Exercise task
Pull out each line in the rows below that contains the word "shorts".

Rows for outline labeling
╔══

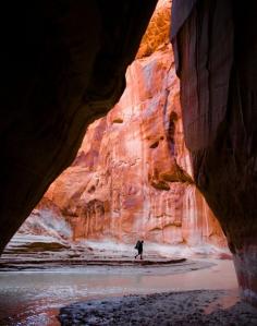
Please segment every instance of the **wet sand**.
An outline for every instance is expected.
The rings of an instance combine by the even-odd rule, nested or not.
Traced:
[[[231,290],[196,290],[76,303],[61,309],[59,318],[63,326],[256,326],[257,310]]]
[[[86,266],[84,268],[73,267],[51,268],[49,270],[2,271],[0,273],[0,325],[56,326],[60,325],[57,315],[61,306],[71,305],[74,302],[88,302],[89,300],[96,299],[108,301],[108,299],[112,297],[126,294],[145,295],[167,291],[176,294],[174,292],[185,291],[183,295],[187,295],[186,291],[191,290],[224,289],[229,291],[224,295],[227,297],[227,301],[234,298],[232,301],[236,302],[238,300],[232,261],[218,259],[192,259],[170,266]],[[146,302],[154,300],[152,304],[156,302],[154,305],[158,306],[158,301],[161,300],[161,297],[155,299],[155,295],[156,294],[154,294],[152,299],[147,299]],[[200,297],[200,293],[197,295]],[[187,297],[185,297],[185,300],[186,298]],[[195,297],[189,294],[188,298]],[[206,303],[205,298],[206,297],[203,297],[203,304]],[[118,300],[120,302],[119,304],[123,304],[122,302],[124,302],[124,309],[126,309],[126,300],[127,299]],[[136,309],[138,306],[138,297],[133,300],[131,304],[134,304]],[[210,301],[212,302],[213,300],[211,299]],[[99,303],[97,304],[99,305]],[[171,306],[173,305],[172,302],[170,304]],[[167,306],[168,305],[167,303]],[[184,314],[183,307],[176,305],[176,309],[178,314]],[[149,307],[144,307],[143,304],[143,310],[149,310]],[[70,313],[72,313],[72,311],[73,309],[70,310]],[[123,306],[120,307],[118,312],[119,311],[122,313]],[[172,309],[170,307],[169,311],[172,312]],[[107,325],[122,325],[113,324],[108,316],[105,318],[107,319],[102,321],[102,323],[105,322]],[[63,323],[70,322],[65,321]],[[87,324],[87,322],[82,322],[82,319],[79,323],[81,324],[74,325],[105,325],[98,322],[98,324]],[[149,323],[147,322],[147,324]]]

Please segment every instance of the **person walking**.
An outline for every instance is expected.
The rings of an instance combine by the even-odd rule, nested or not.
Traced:
[[[140,256],[140,259],[143,259],[143,244],[144,244],[144,241],[143,241],[143,240],[138,240],[138,241],[136,242],[135,249],[137,249],[138,254],[135,255],[135,259],[136,259],[137,256]]]

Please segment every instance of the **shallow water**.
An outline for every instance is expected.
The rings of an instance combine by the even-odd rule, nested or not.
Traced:
[[[211,262],[216,265],[210,268],[181,274],[172,274],[172,266],[2,271],[0,325],[56,326],[60,306],[94,298],[196,289],[235,290],[233,263]]]

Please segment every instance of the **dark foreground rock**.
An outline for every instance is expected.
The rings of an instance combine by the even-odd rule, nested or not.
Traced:
[[[230,291],[130,295],[62,307],[61,325],[257,325],[257,310]]]

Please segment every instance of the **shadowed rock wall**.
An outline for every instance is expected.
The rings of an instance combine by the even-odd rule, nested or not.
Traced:
[[[173,1],[185,143],[243,295],[257,304],[256,1]]]
[[[169,29],[170,2],[160,1],[120,101],[89,125],[72,167],[46,194],[74,240],[224,245],[192,178]]]
[[[19,1],[1,12],[0,252],[121,96],[156,5]]]

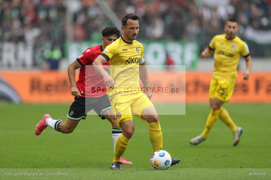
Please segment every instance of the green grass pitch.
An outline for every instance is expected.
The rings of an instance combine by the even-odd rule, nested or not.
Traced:
[[[196,146],[189,143],[203,129],[210,110],[207,104],[187,104],[185,115],[160,116],[163,148],[182,160],[163,170],[151,165],[148,124],[137,118],[134,135],[123,156],[134,164],[122,165],[122,171],[110,169],[113,153],[111,124],[97,115],[88,116],[70,134],[48,127],[39,136],[35,135],[35,126],[44,114],[65,120],[69,106],[0,104],[0,179],[271,179],[271,104],[224,106],[244,130],[235,147],[231,131],[219,119],[204,142]],[[14,175],[35,172],[45,175]],[[256,177],[250,173],[265,176]]]

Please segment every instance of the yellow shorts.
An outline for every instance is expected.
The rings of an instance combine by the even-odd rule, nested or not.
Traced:
[[[132,115],[147,122],[141,117],[143,111],[148,107],[154,107],[147,95],[142,92],[115,96],[110,100],[110,103],[120,127],[123,122],[132,119]]]
[[[227,103],[233,92],[235,81],[233,80],[231,82],[212,78],[209,89],[209,98],[212,99],[215,97]]]

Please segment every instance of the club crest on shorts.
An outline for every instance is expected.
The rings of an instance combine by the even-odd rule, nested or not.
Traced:
[[[137,47],[136,48],[136,50],[138,53],[139,53],[139,49]]]
[[[73,115],[73,113],[74,112],[72,111],[70,112],[70,116],[72,116]]]
[[[117,113],[117,117],[119,119],[120,119],[120,118],[121,117],[121,114],[118,112]]]

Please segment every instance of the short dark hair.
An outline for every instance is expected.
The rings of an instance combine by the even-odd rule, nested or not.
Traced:
[[[127,20],[129,19],[132,20],[137,20],[139,21],[139,17],[133,13],[129,13],[122,18],[121,22],[122,26],[126,26],[127,25]]]
[[[237,23],[238,24],[238,22],[237,22],[237,21],[236,20],[233,18],[230,18],[229,19],[228,19],[228,20],[227,20],[227,22],[228,21],[230,21],[231,22],[235,22]]]
[[[112,35],[117,35],[118,38],[120,37],[120,30],[114,27],[106,27],[102,31],[103,37],[108,37]]]

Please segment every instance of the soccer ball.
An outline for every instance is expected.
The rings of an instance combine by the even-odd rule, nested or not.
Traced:
[[[169,153],[164,150],[160,150],[152,154],[151,163],[155,169],[167,169],[171,164],[171,156]]]

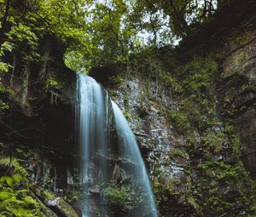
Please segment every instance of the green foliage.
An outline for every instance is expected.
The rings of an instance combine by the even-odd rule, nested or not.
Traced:
[[[40,210],[39,203],[24,190],[15,190],[1,185],[0,187],[1,216],[45,216]]]
[[[130,186],[108,185],[102,190],[104,200],[119,207],[123,211],[135,209],[142,203],[142,197]]]
[[[0,216],[45,216],[39,203],[27,189],[27,173],[18,159],[1,158],[0,165],[7,172],[14,171],[0,176]]]
[[[178,111],[166,111],[168,119],[171,124],[173,124],[176,130],[180,133],[185,133],[191,128],[188,117]]]
[[[45,90],[51,89],[53,88],[55,89],[61,89],[63,87],[63,84],[57,81],[55,77],[49,77],[45,82]]]

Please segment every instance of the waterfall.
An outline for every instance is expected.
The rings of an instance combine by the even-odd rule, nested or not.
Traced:
[[[78,75],[76,112],[83,217],[121,216],[102,191],[109,183],[140,193],[139,206],[127,217],[157,217],[153,193],[136,138],[118,106],[92,77]],[[118,205],[118,204],[117,204]],[[125,215],[124,215],[125,216]]]

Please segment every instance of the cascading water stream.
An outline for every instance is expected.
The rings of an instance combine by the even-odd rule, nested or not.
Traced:
[[[139,210],[137,216],[157,217],[157,209],[154,196],[135,135],[123,112],[113,101],[112,101],[112,106],[116,123],[119,149],[120,151],[125,151],[126,157],[136,163],[137,167],[133,168],[131,171],[131,175],[137,185],[142,185],[143,191],[146,193],[143,201],[146,207],[144,209]]]
[[[142,192],[143,202],[139,208],[128,212],[125,216],[157,217],[136,138],[120,109],[98,83],[81,74],[78,75],[78,101],[76,118],[81,186],[87,192],[100,194],[99,184],[118,182],[118,179],[122,180],[120,183],[129,181],[135,191]],[[115,178],[117,174],[119,178]],[[95,216],[94,208],[104,207],[105,203],[101,197],[87,195],[81,202],[83,217]],[[101,208],[101,216],[113,216],[109,214],[109,208]]]

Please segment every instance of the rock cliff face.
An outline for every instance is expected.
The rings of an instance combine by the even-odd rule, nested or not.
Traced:
[[[1,159],[14,158],[17,167],[26,169],[26,182],[37,186],[19,187],[29,191],[46,216],[78,216],[63,199],[44,193],[63,197],[67,186],[74,184],[77,79],[65,66],[56,38],[48,36],[41,45],[43,62],[25,61],[19,54],[9,57],[15,67],[2,81],[12,91],[10,108],[0,123],[1,144],[5,144]]]
[[[238,4],[228,17],[220,13],[224,25],[217,20],[177,50],[159,51],[167,60],[163,68],[168,73],[147,63],[151,68],[143,73],[134,67],[117,73],[113,67],[91,74],[109,91],[137,135],[161,216],[253,214],[253,199],[246,198],[254,197],[255,189],[242,169],[240,150],[255,179],[254,4]],[[30,180],[55,192],[47,198],[33,190],[47,216],[76,216],[59,197],[76,205],[81,191],[74,161],[76,76],[64,66],[55,38],[42,42],[40,54],[45,61],[15,60],[22,64],[2,81],[14,93],[11,108],[0,120],[0,141],[9,144],[1,147],[6,153],[1,157],[20,157]],[[108,80],[101,73],[108,74]],[[1,172],[4,165],[0,162]],[[98,197],[101,192],[94,191]]]
[[[256,31],[247,24],[228,40],[222,65],[219,100],[222,112],[240,128],[244,163],[256,178]],[[229,114],[227,114],[229,113]]]
[[[227,165],[236,165],[236,162],[238,159],[236,154],[236,151],[231,151],[236,149],[236,145],[232,145],[234,146],[232,147],[230,146],[230,144],[235,144],[235,134],[238,133],[240,135],[241,142],[238,141],[238,137],[236,138],[239,143],[237,143],[237,149],[241,150],[242,162],[250,176],[253,179],[256,177],[256,20],[252,12],[253,7],[255,9],[255,5],[251,2],[251,9],[245,9],[249,5],[241,5],[241,13],[239,12],[239,7],[234,8],[233,11],[230,12],[230,14],[236,14],[236,17],[225,17],[227,21],[224,25],[224,27],[221,26],[222,31],[214,32],[216,34],[213,34],[212,31],[209,31],[211,27],[216,29],[216,26],[218,26],[216,22],[207,26],[204,31],[207,31],[206,38],[201,41],[202,45],[188,46],[185,42],[183,44],[183,47],[181,47],[180,50],[177,51],[177,59],[182,60],[179,60],[180,65],[183,64],[182,67],[189,68],[191,65],[198,64],[198,61],[195,62],[195,58],[198,58],[198,55],[205,57],[212,55],[213,53],[215,58],[218,59],[214,82],[208,87],[201,87],[200,89],[201,94],[204,95],[201,100],[204,104],[203,106],[207,108],[208,105],[206,102],[207,100],[212,103],[211,104],[212,105],[212,107],[208,107],[208,111],[206,111],[206,114],[200,106],[198,107],[197,99],[193,100],[194,93],[191,93],[186,87],[185,77],[189,76],[189,69],[187,75],[178,76],[177,73],[170,73],[172,77],[172,84],[176,83],[173,84],[176,85],[175,88],[172,84],[171,88],[166,85],[166,82],[160,81],[160,75],[157,75],[157,70],[152,73],[150,69],[148,71],[148,77],[139,75],[140,71],[137,71],[130,72],[131,74],[127,74],[126,71],[125,74],[121,73],[119,76],[111,74],[108,82],[103,83],[110,92],[113,100],[123,109],[133,132],[137,135],[141,151],[148,165],[162,216],[179,216],[179,214],[195,216],[195,213],[199,214],[201,212],[203,213],[203,216],[219,214],[218,211],[213,214],[210,210],[211,208],[201,210],[199,208],[201,203],[198,203],[198,197],[196,198],[198,196],[195,196],[196,193],[192,193],[192,195],[189,193],[193,188],[190,185],[192,183],[195,186],[201,186],[207,183],[207,181],[203,184],[200,176],[206,174],[198,171],[198,167],[204,168],[205,173],[209,173],[207,167],[204,165],[211,164],[212,162],[217,163],[216,167],[212,168],[212,172],[217,169],[218,163],[222,161]],[[224,18],[224,13],[220,13],[219,16]],[[200,33],[203,34],[203,32]],[[215,37],[215,43],[212,42],[212,37]],[[198,37],[195,38],[198,39]],[[189,42],[191,41],[189,40]],[[212,51],[212,44],[215,46],[214,51]],[[207,47],[212,48],[209,49],[208,52],[205,51]],[[196,54],[194,57],[193,54],[192,57],[191,54],[189,54],[192,59],[190,63],[184,63],[183,60],[184,58],[188,58],[186,54],[180,54],[182,51],[184,51],[184,48],[190,49],[191,53],[196,50]],[[200,53],[202,49],[204,51]],[[191,64],[193,61],[194,63]],[[200,70],[204,71],[207,67],[207,65],[209,63],[207,58],[204,59],[202,64],[206,66],[205,68],[204,66],[202,68],[197,67],[197,74],[201,73]],[[96,75],[96,78],[100,77],[99,74],[101,73],[101,70],[98,70],[98,74],[96,70],[93,75]],[[189,79],[193,83],[193,78]],[[199,81],[201,82],[201,80]],[[184,91],[183,94],[178,93],[178,83],[183,86],[183,91]],[[190,88],[193,89],[192,86]],[[207,90],[207,89],[212,90]],[[186,98],[188,94],[189,98],[192,99],[192,108],[188,108],[188,106],[185,106],[187,107],[184,110],[183,106],[188,102]],[[214,108],[213,111],[211,111],[212,108]],[[191,112],[189,110],[194,111]],[[183,111],[184,113],[180,113],[180,111],[183,112]],[[174,115],[174,111],[177,116]],[[196,123],[198,121],[195,116],[196,112],[199,112],[201,117],[205,116],[203,118],[206,119],[201,120],[202,128]],[[177,116],[178,114],[180,116]],[[182,116],[183,114],[186,115],[186,117]],[[190,125],[189,130],[193,134],[193,146],[197,146],[195,151],[191,151],[191,146],[188,146],[188,143],[191,143],[189,141],[190,135],[185,133],[187,126],[184,128],[184,124],[182,124],[185,123],[185,118],[189,119],[189,115],[191,116],[190,118],[194,118],[192,122],[190,121],[192,125]],[[209,119],[211,119],[209,117],[211,116],[215,117],[215,121],[210,121],[211,123],[209,123]],[[184,119],[183,119],[183,117]],[[218,120],[218,123],[216,120]],[[177,123],[179,124],[177,124]],[[230,127],[228,127],[230,123],[236,128],[232,129],[232,132],[229,129]],[[212,127],[209,128],[208,124],[212,124]],[[223,137],[219,140],[214,140],[219,136],[224,136],[221,134],[225,134],[228,139]],[[211,138],[211,134],[213,137]],[[232,137],[234,138],[232,139]],[[207,144],[212,142],[216,142],[217,146],[219,146],[218,150],[209,149],[207,151]],[[207,156],[208,155],[210,160],[207,159],[208,157]],[[215,187],[218,188],[218,191],[218,191],[218,196],[214,196],[216,197],[215,200],[219,200],[220,197],[220,200],[230,204],[230,212],[234,216],[245,216],[244,211],[239,211],[245,208],[245,202],[240,201],[240,199],[235,202],[232,199],[232,197],[239,197],[237,192],[239,187],[236,185],[227,186],[219,182],[218,179],[212,178],[221,176],[222,174],[218,174],[218,172],[212,172],[212,178],[207,178],[211,183],[214,181],[218,183]],[[160,181],[161,179],[164,181]],[[161,185],[160,187],[159,187],[160,185]],[[207,187],[199,187],[194,191],[198,191],[200,193],[201,190],[207,191],[206,189]],[[211,193],[205,195],[205,198],[207,197],[214,198],[213,196],[209,195]],[[187,198],[184,199],[186,197]],[[205,198],[202,197],[201,199]],[[204,204],[207,204],[207,203],[208,202]],[[209,203],[211,203],[211,202]],[[218,203],[215,205],[218,206],[217,204]],[[224,208],[222,208],[224,210]],[[224,213],[224,211],[223,212]]]

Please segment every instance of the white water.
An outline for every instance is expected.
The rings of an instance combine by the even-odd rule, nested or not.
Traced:
[[[112,177],[109,174],[113,171],[106,157],[109,155],[110,150],[116,149],[110,134],[113,111],[119,156],[127,159],[129,165],[133,165],[129,166],[129,169],[125,168],[127,163],[119,166],[144,192],[142,208],[129,216],[157,217],[145,166],[136,138],[122,111],[114,102],[111,103],[108,93],[99,83],[92,77],[81,74],[78,75],[78,98],[77,136],[80,185],[89,191],[96,189],[99,182],[109,182]],[[91,208],[99,204],[100,202],[96,203],[90,197],[84,197],[82,201],[83,217],[94,216],[90,214],[93,212]]]
[[[137,164],[137,167],[131,171],[132,176],[137,182],[143,183],[143,191],[147,193],[147,197],[145,197],[143,202],[143,203],[147,206],[147,214],[145,214],[145,210],[141,210],[141,212],[143,213],[143,215],[140,215],[143,214],[140,214],[139,212],[137,214],[136,217],[156,217],[157,209],[154,203],[154,196],[135,135],[132,133],[128,122],[119,107],[113,101],[112,101],[112,106],[117,128],[119,149],[122,151],[125,151],[126,157]]]

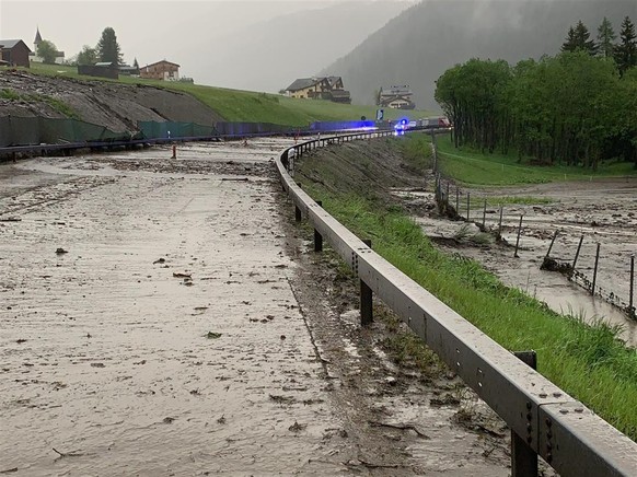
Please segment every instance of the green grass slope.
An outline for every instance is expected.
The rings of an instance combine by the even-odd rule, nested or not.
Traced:
[[[201,103],[215,109],[228,121],[273,123],[288,126],[308,126],[314,121],[358,120],[362,116],[375,118],[375,106],[337,104],[321,100],[293,100],[279,94],[253,91],[230,90],[183,82],[142,80],[140,78],[119,77],[119,80],[95,79],[78,74],[74,67],[60,65],[32,63],[32,73],[51,77],[76,78],[88,81],[109,81],[124,84],[146,84],[181,91],[195,96]],[[395,120],[403,117],[417,119],[436,116],[428,110],[396,110],[385,108],[385,119]]]

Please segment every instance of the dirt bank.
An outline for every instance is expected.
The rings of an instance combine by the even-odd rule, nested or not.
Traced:
[[[358,326],[286,143],[0,164],[1,473],[508,475],[501,422]]]
[[[617,325],[622,328],[622,338],[629,345],[637,346],[637,323],[607,302],[612,294],[615,302],[624,305],[628,303],[629,260],[637,249],[636,178],[589,179],[473,190],[461,188],[460,214],[466,217],[468,193],[472,197],[471,222],[479,224],[483,220],[484,198],[497,201],[496,197],[501,197],[509,202],[514,202],[516,198],[531,198],[530,205],[505,205],[505,242],[497,243],[493,235],[479,234],[475,225],[467,228],[465,221],[450,221],[439,216],[433,198],[431,171],[416,171],[413,165],[406,164],[398,149],[387,142],[396,140],[399,139],[352,142],[320,151],[317,158],[336,163],[334,167],[340,171],[340,183],[345,181],[347,188],[406,206],[415,220],[422,225],[424,232],[440,248],[478,260],[506,284],[520,288],[546,302],[558,313],[581,315],[588,321],[603,318]],[[321,177],[312,165],[303,166],[302,174],[331,187],[329,177]],[[452,205],[455,206],[453,184],[450,195]],[[520,249],[518,257],[514,257],[521,214],[523,226]],[[486,226],[497,231],[498,221],[499,207],[489,205],[486,209]],[[559,234],[551,256],[569,263],[575,258],[583,234],[577,268],[589,280],[592,280],[597,243],[600,243],[595,288],[598,293],[599,287],[602,288],[604,298],[598,295],[593,299],[584,288],[569,281],[565,276],[540,269],[556,230]]]
[[[59,75],[44,77],[0,69],[1,90],[30,97],[28,100],[0,97],[0,117],[66,117],[42,98],[48,96],[70,106],[79,119],[104,126],[116,132],[136,131],[137,121],[140,120],[175,120],[205,126],[223,120],[193,96],[154,86],[78,80]]]

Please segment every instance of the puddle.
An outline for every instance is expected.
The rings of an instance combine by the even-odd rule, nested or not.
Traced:
[[[414,191],[396,193],[407,200],[415,197],[430,202],[431,194]],[[415,196],[416,194],[416,196]],[[571,263],[583,234],[584,240],[577,261],[577,269],[592,281],[597,243],[600,245],[597,286],[604,295],[611,293],[626,306],[629,298],[629,260],[637,252],[637,181],[609,179],[584,183],[543,184],[517,189],[472,191],[501,197],[537,197],[551,199],[552,203],[505,206],[502,236],[510,247],[476,247],[468,243],[452,244],[466,222],[452,222],[435,217],[416,218],[425,233],[433,240],[443,240],[442,247],[449,253],[458,253],[482,263],[496,274],[507,286],[516,287],[548,304],[558,313],[583,316],[593,321],[599,317],[622,327],[621,337],[630,346],[637,346],[637,322],[626,313],[611,305],[600,296],[592,299],[581,287],[569,282],[566,277],[540,269],[555,231],[557,240],[551,252],[553,258]],[[477,200],[477,199],[476,199]],[[479,202],[479,200],[477,200]],[[460,213],[466,217],[466,206],[460,201]],[[466,202],[465,202],[466,203]],[[514,255],[520,216],[523,216],[520,235],[519,258]],[[470,218],[483,222],[484,209],[471,209]],[[491,230],[498,229],[499,207],[487,207],[485,223]],[[477,229],[468,230],[468,235]],[[461,240],[462,242],[462,240]],[[636,298],[637,301],[637,298]]]

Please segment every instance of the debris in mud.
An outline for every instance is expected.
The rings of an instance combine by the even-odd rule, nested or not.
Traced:
[[[557,271],[561,275],[566,275],[567,277],[570,277],[572,275],[571,264],[566,261],[559,261],[551,257],[544,257],[544,260],[542,261],[540,269],[547,271]]]
[[[374,464],[367,461],[361,461],[358,458],[352,458],[350,461],[344,462],[344,465],[348,467],[367,467],[367,468],[398,468],[402,467],[401,464]]]
[[[292,426],[290,426],[288,429],[292,432],[300,432],[303,429],[305,429],[308,427],[308,424],[300,424],[299,422],[294,421],[294,423]]]
[[[81,454],[79,452],[60,452],[58,451],[56,447],[51,447],[54,450],[54,452],[56,454],[58,454],[58,457],[56,457],[56,461],[63,458],[63,457],[81,457],[84,454]]]
[[[303,400],[303,406],[312,406],[313,404],[325,403],[323,399],[305,399]]]
[[[379,421],[368,421],[368,423],[371,427],[378,427],[378,428],[383,427],[383,428],[391,428],[391,429],[399,429],[402,431],[414,431],[414,432],[416,432],[416,434],[419,438],[427,439],[427,440],[431,439],[429,435],[427,435],[425,432],[420,431],[414,424],[401,424],[401,423],[392,424],[389,422],[379,422]]]
[[[452,394],[445,394],[442,398],[433,397],[429,399],[429,404],[431,406],[459,406],[460,399]]]
[[[279,395],[270,394],[269,397],[270,397],[270,400],[274,400],[275,403],[278,403],[278,404],[292,404],[292,403],[297,402],[297,399],[294,399],[291,396],[279,396]]]

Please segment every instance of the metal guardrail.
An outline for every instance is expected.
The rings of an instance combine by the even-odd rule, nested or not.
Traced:
[[[306,141],[277,160],[297,219],[327,240],[361,281],[392,309],[511,429],[512,476],[536,476],[537,455],[561,476],[637,476],[637,444],[502,348],[373,252],[293,181],[293,162],[334,142],[389,136],[354,133]],[[370,309],[367,313],[370,313]],[[363,323],[371,316],[362,316]],[[533,463],[534,459],[534,463]]]

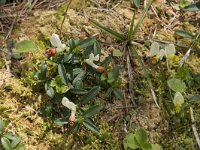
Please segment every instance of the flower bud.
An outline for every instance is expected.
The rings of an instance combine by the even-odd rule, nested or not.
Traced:
[[[56,53],[57,53],[56,48],[49,48],[49,49],[46,51],[46,54],[47,54],[49,57],[55,56]]]

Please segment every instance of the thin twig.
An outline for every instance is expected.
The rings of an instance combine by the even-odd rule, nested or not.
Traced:
[[[130,52],[130,50],[129,50]],[[126,62],[127,62],[127,68],[128,68],[128,82],[129,82],[129,92],[130,92],[130,96],[131,96],[131,101],[133,106],[137,106],[135,101],[134,101],[134,90],[133,90],[133,76],[132,76],[132,67],[130,64],[130,54],[127,54],[127,58],[126,58]]]
[[[66,8],[66,10],[65,10],[65,13],[64,13],[64,18],[63,18],[62,23],[61,23],[61,26],[60,26],[60,34],[59,34],[60,36],[61,36],[61,34],[62,34],[63,24],[64,24],[65,19],[66,19],[66,17],[67,17],[67,11],[68,11],[68,9],[69,9],[69,6],[70,6],[71,2],[72,2],[72,0],[69,1],[68,5],[67,5],[67,8]]]
[[[184,55],[184,56],[182,57],[182,59],[180,60],[180,63],[179,63],[179,66],[180,66],[180,67],[186,62],[186,60],[187,60],[188,57],[190,56],[192,47],[194,46],[194,43],[195,43],[195,41],[199,38],[199,36],[200,36],[200,33],[196,36],[196,38],[195,38],[194,41],[192,42],[190,48],[188,49],[188,51],[185,53],[185,55]]]
[[[191,115],[191,120],[192,120],[192,130],[193,130],[194,136],[195,136],[195,138],[196,138],[198,147],[199,147],[199,149],[200,149],[200,139],[199,139],[199,135],[198,135],[198,132],[197,132],[197,128],[196,128],[196,126],[195,126],[195,119],[194,119],[192,107],[190,107],[190,115]]]
[[[18,15],[13,19],[13,22],[12,22],[12,24],[11,24],[11,26],[10,26],[10,29],[9,29],[9,31],[8,31],[8,33],[7,33],[7,35],[6,35],[6,37],[5,37],[5,41],[6,41],[6,40],[8,39],[8,37],[10,36],[10,34],[11,34],[12,30],[13,30],[13,27],[14,27],[15,23],[17,22],[17,19],[18,19]]]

╚══

Exercise output
Please segment every instance of the yellow shorts.
Please segment every instance of the club crest on shorts.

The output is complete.